### THE PROBLEM
All of the material below is to be returned exactly.

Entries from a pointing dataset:
>> Start
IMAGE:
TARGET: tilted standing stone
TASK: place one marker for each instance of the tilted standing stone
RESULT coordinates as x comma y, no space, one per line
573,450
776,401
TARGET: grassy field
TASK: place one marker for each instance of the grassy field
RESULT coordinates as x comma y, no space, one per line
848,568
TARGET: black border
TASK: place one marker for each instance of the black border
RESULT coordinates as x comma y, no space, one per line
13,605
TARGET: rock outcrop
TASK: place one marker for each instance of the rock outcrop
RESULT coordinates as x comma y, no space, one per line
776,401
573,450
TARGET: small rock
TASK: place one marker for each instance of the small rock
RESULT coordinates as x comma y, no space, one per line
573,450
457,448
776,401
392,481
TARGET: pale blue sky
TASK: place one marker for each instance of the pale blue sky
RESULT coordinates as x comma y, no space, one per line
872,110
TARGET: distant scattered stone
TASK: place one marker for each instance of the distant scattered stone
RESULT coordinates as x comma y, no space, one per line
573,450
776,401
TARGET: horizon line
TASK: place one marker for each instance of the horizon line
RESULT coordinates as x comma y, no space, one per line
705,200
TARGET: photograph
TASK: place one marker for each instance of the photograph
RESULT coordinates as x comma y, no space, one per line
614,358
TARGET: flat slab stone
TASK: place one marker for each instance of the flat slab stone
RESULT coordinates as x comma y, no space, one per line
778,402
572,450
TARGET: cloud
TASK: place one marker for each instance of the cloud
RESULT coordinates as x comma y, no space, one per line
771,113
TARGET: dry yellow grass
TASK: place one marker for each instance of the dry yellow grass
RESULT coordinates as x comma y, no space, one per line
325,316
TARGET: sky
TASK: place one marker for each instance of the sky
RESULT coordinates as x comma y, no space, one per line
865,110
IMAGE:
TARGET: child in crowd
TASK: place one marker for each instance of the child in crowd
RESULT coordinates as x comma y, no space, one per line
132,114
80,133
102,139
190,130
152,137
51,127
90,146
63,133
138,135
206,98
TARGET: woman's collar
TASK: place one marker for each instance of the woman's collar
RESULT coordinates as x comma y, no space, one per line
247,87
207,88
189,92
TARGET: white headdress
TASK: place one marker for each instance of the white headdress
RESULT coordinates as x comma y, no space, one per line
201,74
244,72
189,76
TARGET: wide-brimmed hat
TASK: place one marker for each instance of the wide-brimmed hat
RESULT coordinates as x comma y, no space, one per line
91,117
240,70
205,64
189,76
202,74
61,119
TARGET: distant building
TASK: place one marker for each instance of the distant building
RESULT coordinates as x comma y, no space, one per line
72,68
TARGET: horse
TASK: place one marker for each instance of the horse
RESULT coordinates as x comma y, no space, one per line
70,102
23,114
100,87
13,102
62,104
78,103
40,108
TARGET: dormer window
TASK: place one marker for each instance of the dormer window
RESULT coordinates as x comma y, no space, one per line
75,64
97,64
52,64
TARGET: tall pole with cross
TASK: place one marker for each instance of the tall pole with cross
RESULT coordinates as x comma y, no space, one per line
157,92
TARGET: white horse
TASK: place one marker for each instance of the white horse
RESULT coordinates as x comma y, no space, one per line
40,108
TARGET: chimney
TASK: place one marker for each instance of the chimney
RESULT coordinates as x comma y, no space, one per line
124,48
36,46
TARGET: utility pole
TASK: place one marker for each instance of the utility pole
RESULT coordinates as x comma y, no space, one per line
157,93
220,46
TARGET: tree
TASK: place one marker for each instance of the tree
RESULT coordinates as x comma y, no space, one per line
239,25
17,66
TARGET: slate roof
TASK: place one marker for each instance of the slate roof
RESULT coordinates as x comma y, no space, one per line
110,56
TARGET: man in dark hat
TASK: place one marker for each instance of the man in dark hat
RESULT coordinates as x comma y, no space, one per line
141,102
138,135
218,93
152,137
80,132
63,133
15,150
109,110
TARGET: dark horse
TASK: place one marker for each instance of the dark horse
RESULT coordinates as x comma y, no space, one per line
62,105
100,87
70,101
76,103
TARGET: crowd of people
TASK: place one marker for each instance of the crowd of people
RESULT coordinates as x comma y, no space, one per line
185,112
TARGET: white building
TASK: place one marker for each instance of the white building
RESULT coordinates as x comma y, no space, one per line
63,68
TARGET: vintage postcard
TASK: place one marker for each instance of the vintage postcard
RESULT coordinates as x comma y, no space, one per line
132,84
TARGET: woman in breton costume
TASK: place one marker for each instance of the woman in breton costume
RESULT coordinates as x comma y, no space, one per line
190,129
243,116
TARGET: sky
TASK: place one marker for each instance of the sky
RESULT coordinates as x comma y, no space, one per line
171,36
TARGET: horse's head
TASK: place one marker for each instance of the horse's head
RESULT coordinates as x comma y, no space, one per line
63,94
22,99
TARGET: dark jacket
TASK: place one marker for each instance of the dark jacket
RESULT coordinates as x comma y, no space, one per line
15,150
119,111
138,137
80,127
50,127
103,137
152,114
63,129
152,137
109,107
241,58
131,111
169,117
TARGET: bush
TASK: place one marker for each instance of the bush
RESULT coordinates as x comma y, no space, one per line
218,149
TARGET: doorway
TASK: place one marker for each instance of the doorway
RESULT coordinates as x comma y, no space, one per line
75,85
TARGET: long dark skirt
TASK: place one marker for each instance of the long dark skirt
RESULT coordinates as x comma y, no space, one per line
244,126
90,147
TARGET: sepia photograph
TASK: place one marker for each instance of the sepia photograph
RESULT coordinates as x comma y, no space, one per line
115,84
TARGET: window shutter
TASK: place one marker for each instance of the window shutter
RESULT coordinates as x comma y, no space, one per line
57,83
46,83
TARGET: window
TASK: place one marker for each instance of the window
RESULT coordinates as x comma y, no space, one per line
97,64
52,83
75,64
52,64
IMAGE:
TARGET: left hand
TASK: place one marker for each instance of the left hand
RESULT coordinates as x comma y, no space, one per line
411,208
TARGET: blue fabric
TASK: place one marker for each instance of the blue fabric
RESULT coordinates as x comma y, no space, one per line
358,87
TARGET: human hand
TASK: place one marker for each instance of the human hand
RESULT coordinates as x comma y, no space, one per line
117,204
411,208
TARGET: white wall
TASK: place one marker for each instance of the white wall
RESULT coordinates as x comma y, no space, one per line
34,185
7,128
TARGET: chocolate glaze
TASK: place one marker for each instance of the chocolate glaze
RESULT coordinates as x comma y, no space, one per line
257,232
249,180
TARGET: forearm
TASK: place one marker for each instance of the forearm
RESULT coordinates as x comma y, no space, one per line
>> End
### ANSWER FOR THIS EXERCISE
IMAGE:
TARGET: tilted standing stone
TASK: place one marker for each instance of the tilted standing stone
RESULT coordinates as x comma y, no space, one per line
573,450
776,401
TARGET: grassy field
TASK: place one marker for each instance of the grassy field
RESULT coordinates as x comma y, no space, one per line
848,568
TARGET: black border
TASK: place one marker for each instance of the black border
RESULT coordinates as x comma y, no space, one per line
13,605
TARGET: rock outcrop
TASK: place one marker for each instance of the rock outcrop
RESULT coordinates as x comma y, no space, one per line
776,401
573,450
TARGET: small rock
TASK: place one marker for each instance of the small rock
RESULT coordinates as x comma y, no space, one per line
573,450
457,448
776,401
392,481
TARGET: pale blue sky
TASK: place one marker for each instance of the pale blue sky
RESULT coordinates as x comma y, no space, one per line
872,110
TARGET: distant scattered stone
TASK: place one marker for each instance of the distant scattered stone
RESULT coordinates as x comma y, no space, one per line
573,450
776,401
TARGET: horizon line
TASK: place one marker for each instance of the horizon line
RESULT coordinates as x comma y, no space, one per line
705,200
TARGET: photograph
TASK: place one marker for each instance of the photograph
RESULT coordinates as x comma y, no space, one per line
614,358
TARGET: flat slab stone
TASK: place one marker for each instance of the flat slab stone
RESULT coordinates as x comma y, no space, one per line
778,402
572,450
TARGET: cloud
TASK: place one marker for each instance of the cloud
RESULT coordinates as x comma y, no space, one per line
771,113
TARGET: dry yellow grass
TASK: place one marker for each instance of the dry yellow grass
RESULT coordinates as x comma y, no space, one per line
325,316
TARGET: sky
TASK: place one marker for each instance of the sky
RESULT coordinates as x comma y, no space, one per line
865,110
IMAGE:
TARGET: child in crowd
TASK: place one marker for each instance of the child in crowd
RESULT coordinates as x comma y, no space, one per line
132,114
80,133
102,139
190,130
152,137
51,127
90,146
63,133
138,135
206,98
TARGET: woman's collar
TASK: place one marker for each instance of the woman's collar
RESULT coordinates as x comma y, no space, one per line
247,87
207,88
189,92
TARGET: white headdress
TASK: place one marker for each instance of the white headdress
RESULT coordinates as x comma y, no space, one per line
201,74
244,72
189,76
TARGET: wide-brimmed hat
TASK: place one marker for each instance of the wide-brimmed hat
RESULT coordinates as x comma y, no space, one per line
91,117
240,70
205,64
189,76
202,74
61,119
TARGET: distant building
TASK: place one marker for each instance of the distant building
RESULT coordinates as x comma y, no space, one per line
72,68
TARGET: horse
TASK: place one marker for each instance of the horse
RESULT coordinates as x comma y, no space, one per line
70,102
23,114
100,87
13,102
62,104
78,103
40,108
TARGET: dormer window
TASK: place one marker for each instance of the dormer window
RESULT coordinates as x comma y, no space, one per line
75,64
97,64
52,64
TARGET: tall pole with cross
TASK: place one marker for each instance of the tall pole with cross
RESULT coordinates as x comma y, no space, one per line
157,92
TARGET: white horse
TASK: place one marker for each instance of the white horse
RESULT coordinates as x comma y, no space, one per line
40,108
TARGET: chimney
TASK: place one marker for each instance of the chimney
RESULT coordinates as x comma y, no space, one per line
124,48
36,46
TARGET: utility pole
TASK: place one marker for each instance of the utility pole
RESULT coordinates as x comma y, no space, one per line
157,93
220,46
TARGET: tree
TASK: place one marker for each instance of the tree
RESULT coordinates as x comma y, no space, one per line
239,25
17,66
TARGET: slate roof
TASK: place one marker for each instance of the slate roof
RESULT coordinates as x comma y, no space, one per line
110,56
TARGET: man in dark hat
TASK: place one marker for each instance of the man in dark hat
RESULT coordinates as x comma y, no space, one per line
141,102
138,135
218,93
152,137
80,132
63,133
15,150
109,110
TARGET: dark horse
TASK: place one marker for each instance of the dark horse
RESULT coordinates as x comma y, no space, one per line
62,105
100,87
70,101
76,103
TARGET: crowd of people
TASK: place one marker for each instance of the crowd of people
RESULT coordinates as x comma y, no space, one per line
185,112
TARGET: white building
TASK: place one marker for each instance of the white building
RESULT coordinates as x comma y, no space, one per line
63,68
TARGET: vintage postcard
TASK: place one marker for each instance of the vintage postcard
RESULT coordinates as x comma y, no space, one per line
132,84
TARGET: woman in breton costume
TASK: place one marker for each instance of the woman in breton costume
RESULT coordinates as x comma y, no space, one per line
190,129
243,116
TARGET: sky
TASK: place one marker for each instance of the sky
RESULT coordinates as x comma y, no space, one per line
171,36
TARGET: horse's head
TASK: place one marker for each instance of the horse's head
RESULT coordinates as x comma y, no space, one per line
63,94
22,99
TARGET: dark jacket
TASK: place one marker for each instance of the dark jacket
RESULT coordinates as x comma y, no space, one per line
15,150
119,111
138,137
80,127
50,127
103,137
152,114
63,129
152,137
109,107
241,58
131,111
169,117
TARGET: bush
TASK: place one marker for each instance of the bush
RESULT coordinates as x comma y, no space, one per line
218,149
TARGET: doorway
TASK: place one marker for each instance of the doorway
RESULT coordinates as x comma y, no space, one per line
75,85
TARGET: long dark skirt
TASK: place one marker for each instance of the long dark skirt
RESULT coordinates as x comma y, no space, one per line
244,126
90,147
TARGET: sepia photograph
TASK: place one marker for each instance of the sepia photograph
RESULT coordinates as x comma y, no space, one per line
115,84
TARGET: window shutter
TASK: place one marker for each instance of the window shutter
RESULT coordinates as x comma y, no space, one per line
57,83
46,83
TARGET: window
TASK: place one marker for each instance of the window
RESULT coordinates as x comma y, no space, one per line
97,64
52,83
75,64
52,64
IMAGE:
TARGET: left hand
TASK: place one marker for each instance of the left hand
RESULT coordinates as x comma y, no space, one per line
411,208
TARGET: blue fabric
TASK: place one marker for each instance of the blue fabric
RESULT coordinates as x comma y, no space, one per line
358,87
TARGET: human hand
TASK: place one marker for each instance of the human hand
RESULT coordinates as x comma y, no space, one per line
117,204
411,208
TARGET: white wall
TASK: place one marker for each instance of the white wall
RESULT coordinates as x comma y, no space, one per line
34,185
7,128
TARGET: chocolate glaze
TASK: place one marker for each instance of the chocolate glaze
RESULT coordinates as x comma y, no space, one per line
257,232
249,180
TARGET: forearm
TASK: place one marker for each instance of the forearm
RESULT coordinates as x comma y, no space, one per line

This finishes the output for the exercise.